Mark's Notebook


If you believe everything you read, better not read.

- Japanese Proverb

Da Vinci Code of Gnosticism

The Australian

Friday 5 May 2006, 7:48 pm
Keywords: Christian Topics

by Jill Rowbotham

One of the Church of England's heaviest hitters, the Bishop of Durham, Tom Wright, has plenty to say about the Da Vinci Code and the Gospel of Judas.

Wright has been dealing with da Vinci-style phenomena for years and is matter-of-fact about the anti-theology in Brown's book, which is, he says, a variation on the gnostic heresy that flourished in the early centuries after Jesus lived.

Gnosticism was a rival version of Christianity that was suppressed in the early church by what became the orthodox view. The recently published Gospel of Judas, translated from Coptic, for example, is a gnostic text that claims history's great betrayer was acting on the orders of Jesus.

### PROBLEM 1:
Decide whether the Gnosticism article agrees with each statement, answering yes or no and quoting the article's deciding words. (a) The Bishop of Durham is Tom Wright. (b) The Gospel of Judas was translated from Greek. (c) Gnosticism became the orthodox view of the early church.
### PROBLEM 2:
Please repeat the part of the Gnosticism article starting with "Friday 5 May" and going on through "Gospel of Judas.".

### MATERIAL:
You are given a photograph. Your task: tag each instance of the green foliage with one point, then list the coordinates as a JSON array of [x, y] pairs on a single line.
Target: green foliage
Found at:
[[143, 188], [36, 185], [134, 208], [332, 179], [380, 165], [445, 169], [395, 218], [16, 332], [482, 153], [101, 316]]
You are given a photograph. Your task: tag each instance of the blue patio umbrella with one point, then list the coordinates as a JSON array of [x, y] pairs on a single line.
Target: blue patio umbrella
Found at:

...

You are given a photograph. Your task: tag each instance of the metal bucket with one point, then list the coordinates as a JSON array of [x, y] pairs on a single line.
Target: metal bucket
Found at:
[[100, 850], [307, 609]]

### TASK ANSWER 1:
(a) Yes: "the Bishop of Durham, Tom Wright"
(b) No: "translated from Coptic"
(c) No: "Gnosticism was a rival version of Christianity that was suppressed in the early church by what became the orthodox view."

### TASK ANSWER 2:
Friday 5 May 2006, 7:48 pm
Keywords: Christian Topics

by Jill Rowbotham

One of the Church of England's heaviest hitters, the Bishop of Durham, Tom Wright, has plenty to say about the Da Vinci Code and the Gospel of Judas.